Document passage:
THE COURT ORDERS AND ADJUDGES that the application for judicial review be dismissed. No question is certified.

 

 

“Richard Boivin”

Judge

 

 

 

Certified true translation

Michael Palles


Appendix

 

The following provisions of the Immigration and Refugee Protection Act are relevant to this application for judicial review:

 

Division 6

 

Detention and Release

 

 

Release – Immigration Division

 

 

58. (1) The Immigration Division shall order the release of a permanent resident or a foreign national unless it is satisfied, taking into account prescribed factors, that

 

(a) they are a danger to the public;

 

 

(b) they are unlikely to appear for examination, an admissibility hearing, removal from Canada, or at a proceeding that could lead to the making of a removal order by the Minister under subsection 44(2);

 

(c) the Minister is taking necessary steps to inquire into a reasonable suspicion that they are inadmissible on grounds of security, violating human or international rights, serious criminality, criminality or organized criminality;

 

 

(d) the Minister is of the opinion that the identity of the foreign national — other than a designated foreign national who was 16 years of age or older on the day of the arrival that is the subject of the designation in question — has not been, but may be, established and they have not reasonably cooperated with the Minister by providing relevant information for the purpose of establishing their identity or the Minister is making reasonable efforts to establish their identity; or

 

(e) the Minister is of the opinion that the identity of the foreign national who is a designated foreign national and who was 16 years of age or older on the day of the arrival that is the subject of the designation in question has not been established.

 

Continued detention — designated foreign national

 

(1.1) Despite subsection (1), on the conclusion of a review under subsection 57.1(1), the Immigration Division shall order the continued detention of the designated foreign national if it is satisfied that any of the grounds described in paragraphs (1)(a) to (c) and (e) exist, and it may not consider any other factors.

 

Detention – Immigration Division

 

 

(2) The Immigration Division may order the detention of a permanent resident or a foreign national if it is satisfied that the permanent resident or the foreign national is the subject of an examination or an admissibility hearing or is subject to a removal order and that the permanent resident or the foreign national is a danger to the public or is unlikely to appear for examination, an admissibility hearing or removal from Canada.

 

Conditions

 

(3) If the Immigration Division orders the release of a permanent resident or a foreign national, it may impose any conditions that it considers necessary, including the payment of a deposit or the posting of a guarantee for compliance with the conditions.

Entries from a dataset

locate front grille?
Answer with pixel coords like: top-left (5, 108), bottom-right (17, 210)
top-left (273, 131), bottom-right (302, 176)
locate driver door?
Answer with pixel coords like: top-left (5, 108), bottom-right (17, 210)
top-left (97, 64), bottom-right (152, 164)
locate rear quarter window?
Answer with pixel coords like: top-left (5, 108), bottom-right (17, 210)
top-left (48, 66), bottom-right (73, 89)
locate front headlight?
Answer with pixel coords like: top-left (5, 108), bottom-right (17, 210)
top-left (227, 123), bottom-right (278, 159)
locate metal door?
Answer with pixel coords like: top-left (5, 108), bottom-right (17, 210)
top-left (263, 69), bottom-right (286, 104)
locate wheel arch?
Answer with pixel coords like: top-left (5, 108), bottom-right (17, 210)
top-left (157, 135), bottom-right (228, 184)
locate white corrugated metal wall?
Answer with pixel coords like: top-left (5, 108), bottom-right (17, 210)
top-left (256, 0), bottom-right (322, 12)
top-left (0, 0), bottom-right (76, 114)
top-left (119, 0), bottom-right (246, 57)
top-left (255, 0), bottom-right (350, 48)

Short task A: In the judgment excerpt, what does the Immigration Division have to be satisfied of before it may order the continued detention of a designated foreign national under subsection (1.1)?
Short task B: Return, word for word, the stretch of the records from the line containing "locate wheel arch?" through the end of the records.
The records are unrelated to the judgment excerpt.

Finished answer A: It must be satisfied that any of the grounds described in paragraphs (1)(a) to (c) and (e) exist.

Finished answer B:
locate wheel arch?
Answer with pixel coords like: top-left (5, 108), bottom-right (17, 210)
top-left (157, 135), bottom-right (228, 184)
locate white corrugated metal wall?
Answer with pixel coords like: top-left (5, 108), bottom-right (17, 210)
top-left (256, 0), bottom-right (322, 12)
top-left (0, 0), bottom-right (76, 114)
top-left (119, 0), bottom-right (246, 57)
top-left (255, 0), bottom-right (350, 48)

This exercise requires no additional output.